First Chair Destinations has officially launched as a hospitality brand focused on vacation rentals in mountain and beach destinations.
Its debut portfolio includes approximately 3,500 homes acquired from Casago in December 2025. The properties were previously managed by Vacasa and included in Casago's acquisition of the much-larger property management company.
First Chair is backed by Dallas-based private equity firm Paceline Equity Partners.
Founded by former Wyndham Hotels and Resorts and Vacasa executives, First Chair is positioning itself around locally driven operations and destination-specific hospitality at a time when parts of the vacation rental sector have become increasingly centralized.
CEO Rishi Nigam told PhocusWire the company wanted to create something of value to both travelers and homeowners that isn’t already available in the marketplace.
“It was really important to me, just given what I’ve done and how I think about the industry, to find a way of turning the assets into something more than just a carve out,” he said.
Nigam previously served as CEO of Urbain Hospitality Group and as senior vice president of global corporate and strategic development at Wyndham Worldwide.
The company’s properties includes homes across Colorado, Wyoming, Montana, Vermont, Idaho, California, Maine, Massachusetts and New Hampshire.
Nigam said First Chair is targeting ski and coastal destinations because those markets have distinct operational needs.
“Skiers have unique needs, the homes have unique needs. Operating in those markets is different than operating in a beach market or a lake market or an urban market.”
He said the company is particularly focused on mountain destinations, where rental homes and condos have long been an important lodging option because hotel supply can be limited and expensive.
A local-first strategy
The company plans to emphasize local teams embedded in each market while using centralized support where it makes sense.
Nigam said many of those teams were already working with the properties, but the operating model is changing.
“The local teams under the prior ownership weren't empowered to do very much,” he said, noting that some functions had been handled centrally or through automation when they should have been managed locally.
First Chair aims to prioritize local decision-making.
“It's restoring the balance between the local team and what will be a very small national team,” Nigam said.
For First Chair, that local focus is tied to the company’s broader view of vacation rental management.
According to Nigam, that includes being a “hospitality company first.”
“We are not a technology company the way that Vacasa was trying to be a technology company, and so owning our relationships with our guests and our homeowners is really important,” he said. “And I can’t do that from Manhattan.”
The company is using technology platforms including Streamline and Breezeway to support operations across reservations, housekeeping and maintenance. But Nigam said technology is intended to support local teams rather than replace local decision-making.
“Local decisions should be made for anything that can be made locally,” he said.
For travelers, First Chair is also trying to create more consistency across destinations while preserving local character. Nigam said skiers often travel across multiple mountain markets but may have to start over when choosing lodging in each location.
“We're really focused on cultivating what's excellent about each of these towns, but there's a backbone of consistency and experience and trust, frankly, that we have to cultivate with the traveler,” he said.
For homeowners, the company aims to combine local property management with broader distribution reach and operational efficiency enabled by “the right kind of automation tools.”
More broadly, Nigam said he expects continued consolidation in the professionally managed vacation rental sector.
“I just hope it's smart consolidation, people adding assets that make sense within what they're trying to deliver, rather than just trying to bulk up for the sake of bulking up,” he said.

* [Your goal] Return the passage of the First Chair Destinations article from "Founded by former" to "become increasingly centralized.", word for word.

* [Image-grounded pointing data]
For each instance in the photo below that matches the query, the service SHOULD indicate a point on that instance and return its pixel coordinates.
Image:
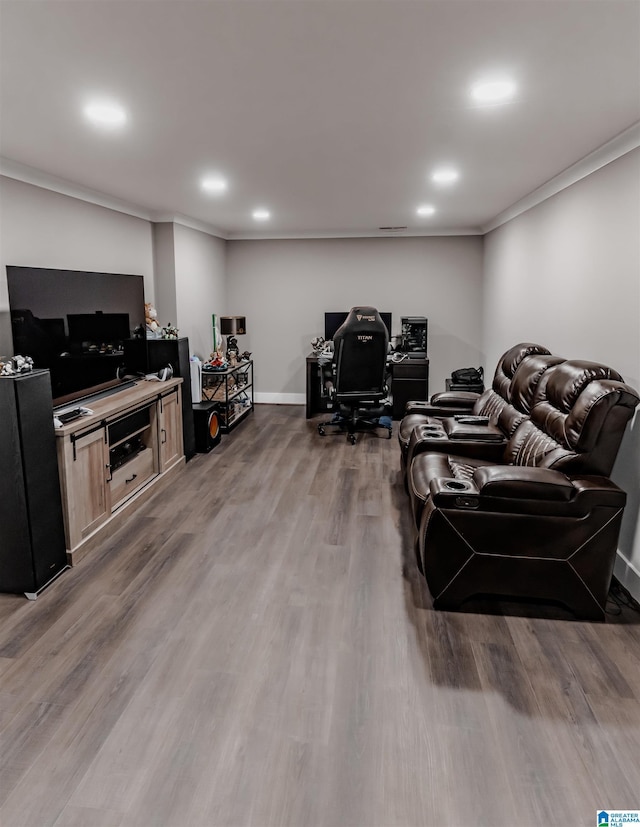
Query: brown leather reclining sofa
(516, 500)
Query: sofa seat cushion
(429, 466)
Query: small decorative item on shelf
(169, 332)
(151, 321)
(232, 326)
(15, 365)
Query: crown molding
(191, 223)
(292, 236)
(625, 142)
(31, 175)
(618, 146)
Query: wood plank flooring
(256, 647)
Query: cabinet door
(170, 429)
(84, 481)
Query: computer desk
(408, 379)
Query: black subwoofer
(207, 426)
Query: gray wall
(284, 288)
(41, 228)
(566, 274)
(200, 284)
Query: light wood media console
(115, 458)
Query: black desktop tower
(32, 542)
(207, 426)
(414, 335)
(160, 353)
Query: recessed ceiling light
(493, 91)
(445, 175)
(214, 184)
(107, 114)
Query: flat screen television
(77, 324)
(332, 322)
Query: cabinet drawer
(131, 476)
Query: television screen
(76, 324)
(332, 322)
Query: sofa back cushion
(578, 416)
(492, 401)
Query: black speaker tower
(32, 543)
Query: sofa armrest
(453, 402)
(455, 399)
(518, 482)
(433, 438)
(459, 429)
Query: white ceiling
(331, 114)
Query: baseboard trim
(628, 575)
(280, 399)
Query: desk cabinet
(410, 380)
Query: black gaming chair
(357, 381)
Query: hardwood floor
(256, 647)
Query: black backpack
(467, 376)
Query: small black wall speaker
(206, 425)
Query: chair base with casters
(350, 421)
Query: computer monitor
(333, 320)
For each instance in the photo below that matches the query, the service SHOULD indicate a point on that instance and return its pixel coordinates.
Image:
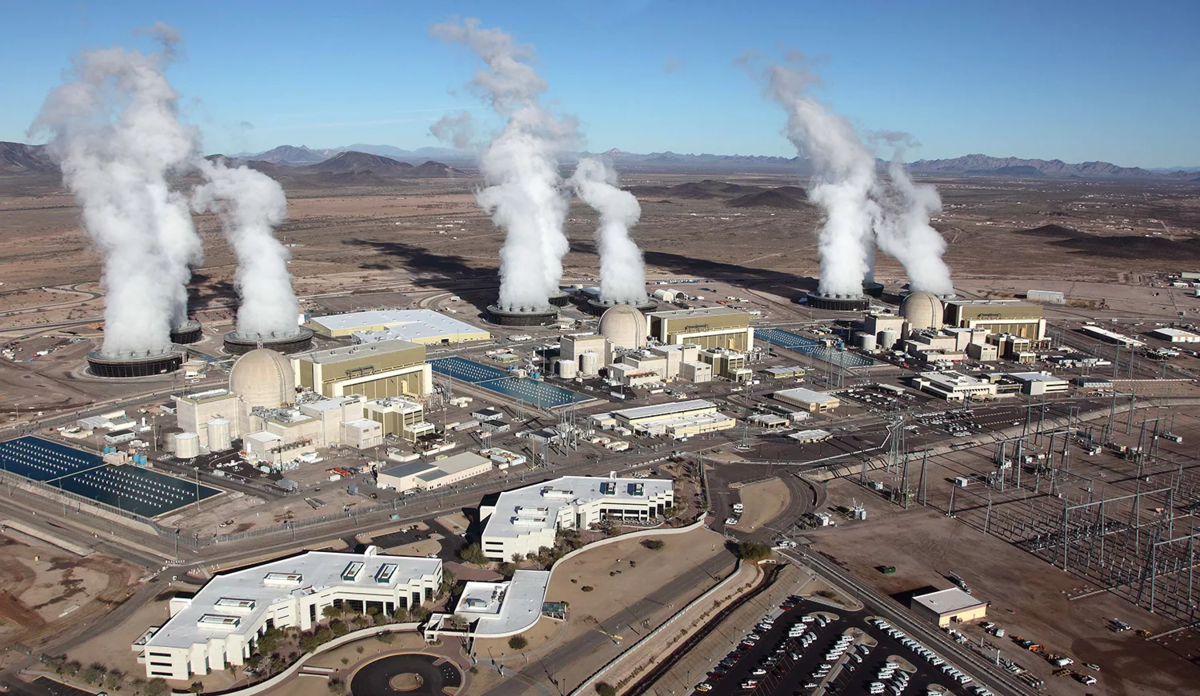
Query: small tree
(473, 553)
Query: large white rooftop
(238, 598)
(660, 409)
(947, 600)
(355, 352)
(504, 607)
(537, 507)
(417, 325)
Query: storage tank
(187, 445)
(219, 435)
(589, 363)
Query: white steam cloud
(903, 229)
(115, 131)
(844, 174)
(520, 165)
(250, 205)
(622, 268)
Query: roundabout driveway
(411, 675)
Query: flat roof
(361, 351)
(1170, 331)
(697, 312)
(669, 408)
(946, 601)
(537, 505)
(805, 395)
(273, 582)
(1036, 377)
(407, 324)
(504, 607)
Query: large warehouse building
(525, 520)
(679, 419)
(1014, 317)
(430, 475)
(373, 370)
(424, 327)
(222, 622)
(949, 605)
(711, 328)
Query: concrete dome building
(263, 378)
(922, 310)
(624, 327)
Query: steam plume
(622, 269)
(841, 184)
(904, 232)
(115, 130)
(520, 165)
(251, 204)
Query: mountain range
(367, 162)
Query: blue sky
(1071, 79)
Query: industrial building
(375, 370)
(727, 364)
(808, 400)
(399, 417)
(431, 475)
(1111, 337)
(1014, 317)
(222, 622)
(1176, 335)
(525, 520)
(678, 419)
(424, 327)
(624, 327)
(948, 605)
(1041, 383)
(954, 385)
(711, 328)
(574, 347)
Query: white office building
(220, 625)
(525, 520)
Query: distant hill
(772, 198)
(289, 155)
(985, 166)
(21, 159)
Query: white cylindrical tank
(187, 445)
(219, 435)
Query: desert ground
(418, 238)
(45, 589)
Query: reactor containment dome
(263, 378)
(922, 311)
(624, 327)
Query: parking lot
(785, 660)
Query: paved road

* [Solved problem]
Founded by former Wyndham Hotels and Resorts and Vacasa executives, First Chair is positioning itself around locally driven operations and destination-specific hospitality at a time when parts of the vacation rental sector have become increasingly centralized.